>> Begin EXCERPTED DATA
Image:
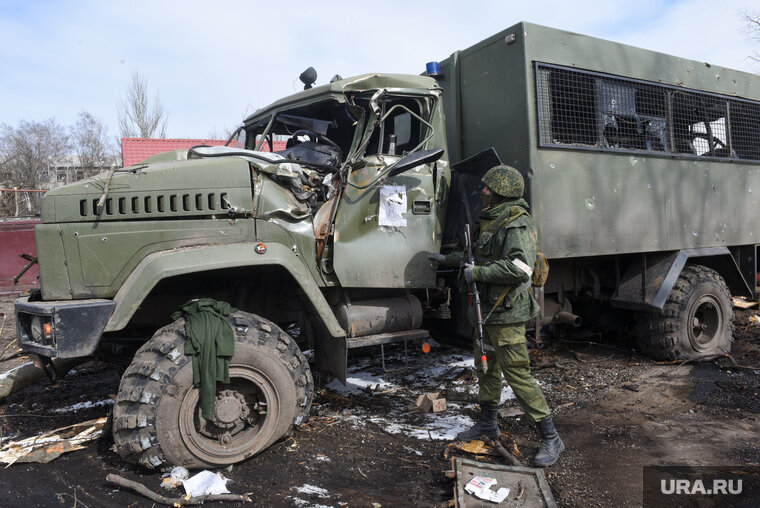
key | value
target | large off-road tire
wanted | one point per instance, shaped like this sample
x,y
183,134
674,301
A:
x,y
157,420
696,321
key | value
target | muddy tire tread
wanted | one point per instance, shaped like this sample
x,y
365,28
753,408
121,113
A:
x,y
149,378
658,334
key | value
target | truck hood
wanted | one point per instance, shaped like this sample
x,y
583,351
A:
x,y
174,187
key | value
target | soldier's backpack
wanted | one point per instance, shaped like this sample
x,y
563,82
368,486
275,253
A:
x,y
541,266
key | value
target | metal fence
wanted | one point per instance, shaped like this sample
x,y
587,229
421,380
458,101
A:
x,y
589,110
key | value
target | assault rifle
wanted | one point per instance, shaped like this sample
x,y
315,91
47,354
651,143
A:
x,y
475,300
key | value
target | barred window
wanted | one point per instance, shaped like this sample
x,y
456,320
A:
x,y
580,109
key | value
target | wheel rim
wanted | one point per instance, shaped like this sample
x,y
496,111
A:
x,y
245,412
705,322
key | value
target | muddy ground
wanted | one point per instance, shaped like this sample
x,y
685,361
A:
x,y
617,411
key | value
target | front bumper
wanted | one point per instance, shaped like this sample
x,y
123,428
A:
x,y
61,329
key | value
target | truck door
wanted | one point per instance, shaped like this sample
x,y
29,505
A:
x,y
386,226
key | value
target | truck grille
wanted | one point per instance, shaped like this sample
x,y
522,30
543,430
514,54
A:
x,y
124,207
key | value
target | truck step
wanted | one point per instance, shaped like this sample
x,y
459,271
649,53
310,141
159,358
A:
x,y
386,338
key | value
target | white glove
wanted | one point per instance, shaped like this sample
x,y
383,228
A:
x,y
437,258
468,272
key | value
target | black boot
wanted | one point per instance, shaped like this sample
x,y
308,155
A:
x,y
551,444
486,426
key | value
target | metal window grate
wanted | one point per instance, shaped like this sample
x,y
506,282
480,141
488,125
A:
x,y
586,110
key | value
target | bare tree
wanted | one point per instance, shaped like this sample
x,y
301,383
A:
x,y
137,116
91,144
752,22
30,153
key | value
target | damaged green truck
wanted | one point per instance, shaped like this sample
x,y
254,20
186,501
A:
x,y
642,171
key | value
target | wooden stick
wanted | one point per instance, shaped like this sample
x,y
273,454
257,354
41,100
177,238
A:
x,y
28,374
177,501
503,452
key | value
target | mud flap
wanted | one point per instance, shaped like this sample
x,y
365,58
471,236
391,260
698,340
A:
x,y
330,355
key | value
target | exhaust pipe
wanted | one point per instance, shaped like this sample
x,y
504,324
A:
x,y
559,313
567,318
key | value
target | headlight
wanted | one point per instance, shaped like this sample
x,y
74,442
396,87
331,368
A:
x,y
37,329
42,330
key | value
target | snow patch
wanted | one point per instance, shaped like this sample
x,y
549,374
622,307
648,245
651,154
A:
x,y
312,490
84,405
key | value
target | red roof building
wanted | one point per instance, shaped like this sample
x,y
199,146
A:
x,y
135,150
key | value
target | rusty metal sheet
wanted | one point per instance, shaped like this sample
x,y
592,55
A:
x,y
527,486
17,237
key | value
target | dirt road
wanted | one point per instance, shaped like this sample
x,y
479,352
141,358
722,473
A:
x,y
362,445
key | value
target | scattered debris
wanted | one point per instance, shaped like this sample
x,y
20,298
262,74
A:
x,y
480,487
52,444
741,302
174,479
528,483
476,447
206,483
179,501
431,401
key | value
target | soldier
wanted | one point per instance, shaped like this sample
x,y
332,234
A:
x,y
505,253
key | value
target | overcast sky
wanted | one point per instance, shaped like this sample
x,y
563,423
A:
x,y
214,63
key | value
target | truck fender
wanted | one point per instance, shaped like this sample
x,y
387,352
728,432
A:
x,y
169,263
647,282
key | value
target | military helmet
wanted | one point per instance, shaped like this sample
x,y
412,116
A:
x,y
505,181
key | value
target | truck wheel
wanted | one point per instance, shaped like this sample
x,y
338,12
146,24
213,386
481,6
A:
x,y
157,419
696,321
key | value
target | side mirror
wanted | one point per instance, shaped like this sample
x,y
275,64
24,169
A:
x,y
415,159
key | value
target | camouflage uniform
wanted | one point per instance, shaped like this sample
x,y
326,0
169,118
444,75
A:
x,y
505,254
502,253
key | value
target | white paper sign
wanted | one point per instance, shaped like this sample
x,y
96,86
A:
x,y
392,206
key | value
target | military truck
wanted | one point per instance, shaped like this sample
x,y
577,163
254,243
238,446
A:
x,y
639,168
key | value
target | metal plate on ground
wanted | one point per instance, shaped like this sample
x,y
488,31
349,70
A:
x,y
527,484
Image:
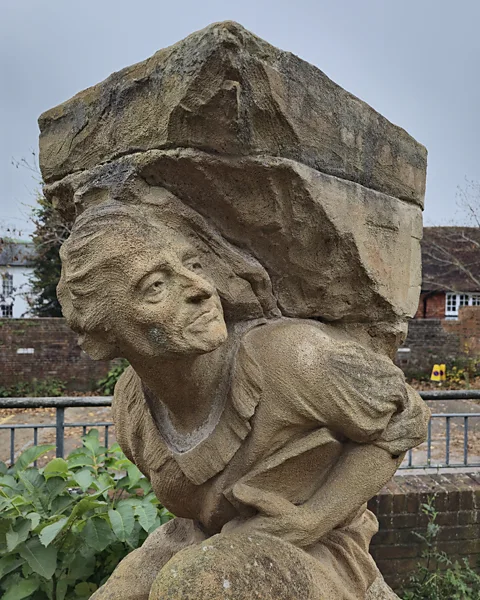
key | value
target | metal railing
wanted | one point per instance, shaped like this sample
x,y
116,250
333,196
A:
x,y
60,425
449,434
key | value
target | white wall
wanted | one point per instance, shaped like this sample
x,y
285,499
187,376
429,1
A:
x,y
21,289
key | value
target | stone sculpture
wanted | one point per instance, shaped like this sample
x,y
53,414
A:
x,y
247,236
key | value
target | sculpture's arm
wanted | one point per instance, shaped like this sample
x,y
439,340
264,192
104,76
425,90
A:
x,y
362,470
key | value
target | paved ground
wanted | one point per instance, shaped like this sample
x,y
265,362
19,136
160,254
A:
x,y
24,437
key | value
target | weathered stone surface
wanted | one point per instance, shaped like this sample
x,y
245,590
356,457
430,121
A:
x,y
231,200
381,591
249,567
225,90
325,247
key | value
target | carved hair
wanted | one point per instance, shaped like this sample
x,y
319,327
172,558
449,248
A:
x,y
104,233
98,243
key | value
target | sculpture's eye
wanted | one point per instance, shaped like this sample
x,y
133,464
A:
x,y
155,288
194,265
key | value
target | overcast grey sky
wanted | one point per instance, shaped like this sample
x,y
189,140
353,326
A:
x,y
415,61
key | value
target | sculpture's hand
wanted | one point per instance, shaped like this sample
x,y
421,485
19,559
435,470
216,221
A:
x,y
298,525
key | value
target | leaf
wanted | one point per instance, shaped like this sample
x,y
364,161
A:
x,y
9,564
62,588
81,567
134,474
8,481
98,533
18,533
84,506
85,589
21,589
84,479
122,521
156,524
50,532
31,455
32,480
57,466
40,559
34,518
105,482
146,513
80,460
55,486
91,441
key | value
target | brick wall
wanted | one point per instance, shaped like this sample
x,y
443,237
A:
x,y
431,306
433,341
55,354
396,549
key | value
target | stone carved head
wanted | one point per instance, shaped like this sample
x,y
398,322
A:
x,y
132,287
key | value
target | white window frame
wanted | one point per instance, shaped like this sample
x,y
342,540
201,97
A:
x,y
7,284
6,311
455,300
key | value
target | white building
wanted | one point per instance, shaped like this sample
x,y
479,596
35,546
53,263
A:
x,y
15,272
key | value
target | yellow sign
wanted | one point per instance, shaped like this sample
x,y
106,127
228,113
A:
x,y
439,373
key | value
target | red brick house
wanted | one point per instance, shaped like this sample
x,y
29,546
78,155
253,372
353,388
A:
x,y
450,271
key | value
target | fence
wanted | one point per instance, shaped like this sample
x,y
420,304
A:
x,y
456,443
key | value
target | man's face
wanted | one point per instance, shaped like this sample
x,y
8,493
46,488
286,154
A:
x,y
166,306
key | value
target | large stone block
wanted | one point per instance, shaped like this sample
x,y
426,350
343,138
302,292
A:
x,y
317,245
224,90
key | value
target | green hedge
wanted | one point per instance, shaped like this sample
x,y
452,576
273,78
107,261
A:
x,y
64,527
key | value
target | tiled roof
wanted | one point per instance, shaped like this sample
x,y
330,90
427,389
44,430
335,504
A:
x,y
451,259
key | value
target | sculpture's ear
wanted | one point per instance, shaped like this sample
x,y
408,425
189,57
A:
x,y
99,345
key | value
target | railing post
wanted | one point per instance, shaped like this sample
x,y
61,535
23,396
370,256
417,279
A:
x,y
60,431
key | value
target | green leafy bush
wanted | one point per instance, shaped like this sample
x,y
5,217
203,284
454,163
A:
x,y
439,578
64,528
106,385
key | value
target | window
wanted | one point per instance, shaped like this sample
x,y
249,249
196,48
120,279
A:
x,y
6,310
454,302
7,284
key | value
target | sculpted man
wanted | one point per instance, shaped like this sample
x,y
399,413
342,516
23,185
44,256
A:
x,y
265,437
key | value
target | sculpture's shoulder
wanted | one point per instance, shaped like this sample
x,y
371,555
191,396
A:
x,y
293,344
128,391
130,414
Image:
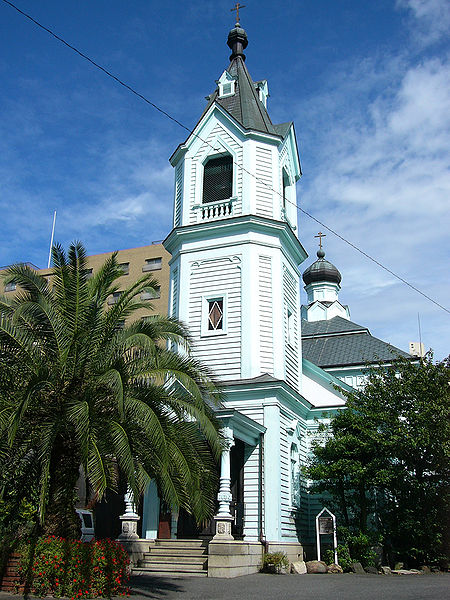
>> End EXCERPTED DATA
PROBLEM TO WORK ON: How many lines of the material above contain the string "sign"? Reply with the number only.

SOLUTION TO THE PROBLEM: 2